▶ _Aim_:
Answer these from the forum thread on water pressure:
(a) How much iron and sediment buildup was in the bottom of the old filter?
(b) What reading does the pressure gauge near the pump and holding tank show?
(c) How much pressure does the reply say it would take to raise the water 30 feet?

▶ _Extract_:
# # # # #

# Loss of water pressure, especially upstairs.



## MacMiller (Apr 4, 2011)

We've owned our home for about 3 years and I've only changed the filter in our whole house water filter one time until recently...when I finally changed it try to get our water pressure back. It's never been that great upstairs, but decent downstairs in the basement and lower familyroom, bathroom etc...

Anyway, the filter was FULL to put it mildly, there was about two to three inches of iron and sedimnet buildup in the bottom of the filter. 

After I changed it, the water pressure didn't change a bit. Now, the pressure guage near the pump and my holding tank is at 38 lbs. The switch is working properly, and the holding tank seems to have no leaks...

What could be causing the loss of pressure upstairs? Clogged with sediment somewhere? Could a gate valve be malfunctioning without showing any outward signs of being broken? Or, what I fear most, is that our well could be running dry!!! 

One last thing to mention, our well is in our backyard and the cap has been loose (able to be removed without tools) since we moved in. We get a lot of snow each winter. What types of problems could ice/snow infiltraiting my well cap cause?

I am hoping my neglect has not created a problem that's irreversable. Live and learn!!!


----------



## MacMiller (Apr 4, 2011)

MacMiller said:


> We've owned our home for about 3 years and I've only changed the filter in our whole house water filter one time until recently...when I finally changed it try to get our water pressure back. It's never been that great upstairs, but decent downstairs in the basement and lower familyroom, bathroom etc...
> 
> Anyway, the filter was FULL to put it mildly, there was about two to three inches of iron and sedimnet buildup in the bottom of the filter.
> 
> ...


One thing I forgot to mention that IS new to the water system is the heat exchanger that we had installed on our water heater. We have an outdoor wood boiler. Come to think of it, after this was installed we had noticable pressure loss on our hot water line... The exchanger consists of a 2 1/4 copper pipe on the outside that houses the hot water coming from the stove outside.. The inner 1.5 inch diameter pipe is connected to our house hot water heater system (potable)...


----------



## jcrack_corn (Jun 21, 2008)

38 psi doesnt give you a lot to work with.

what is the vertical difference from where that is measured to the outlet upstairs...if it is from a basement to a third level (second living story), that could potentially be 30ft of vertical.

it would take 15 psi to raise that water 30 ft, leaving you with 23 psi at the tap, which would be fairly low.

any chance you have bypasses plumbed in so you can close of all of the system except the inlet from the city/well. lets start with psi there.


----------



## MacMiller (Apr 4, 2011)

Well, only dealing with one floor. From basement up to first floor. I believe I can shut off all connections to upstairs and basement that are accessory. If I do this, then what?

Sent from my iPod touch using DIY Forum


----------



## jcrack_corn (Jun 21, 2008)

try to shut the whole house off and check the pressure at the FIRST hose bib or first access point (we first want to make sure there are no leaks...

you should probably go ahead and fab up a device to connect to you fixture valves so that you can start checking the pressure at each location (should be pretty easy with a bucket of spare parts).

# # # # #

▶ _Listed records_:
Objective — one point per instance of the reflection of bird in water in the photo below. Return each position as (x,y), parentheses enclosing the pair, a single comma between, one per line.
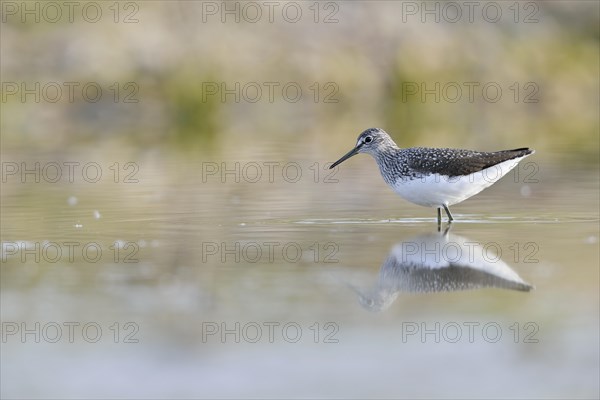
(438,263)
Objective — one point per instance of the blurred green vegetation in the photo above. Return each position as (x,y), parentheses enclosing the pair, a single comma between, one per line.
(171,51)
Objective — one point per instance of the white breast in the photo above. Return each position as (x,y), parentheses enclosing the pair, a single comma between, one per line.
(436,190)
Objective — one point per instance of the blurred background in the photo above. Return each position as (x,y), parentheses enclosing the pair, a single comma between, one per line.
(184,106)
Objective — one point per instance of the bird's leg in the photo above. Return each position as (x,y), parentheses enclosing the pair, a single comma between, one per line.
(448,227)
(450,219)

# # # # #

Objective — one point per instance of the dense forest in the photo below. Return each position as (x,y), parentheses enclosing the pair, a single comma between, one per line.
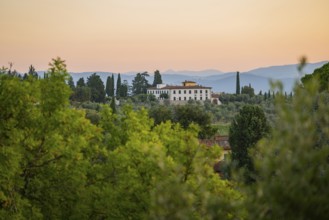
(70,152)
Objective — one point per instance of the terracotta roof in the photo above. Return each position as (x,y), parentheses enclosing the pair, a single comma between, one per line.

# # # # #

▶ _The output_:
(a) About two to three inches.
(b) 38 lbs.
(c) 15 psi.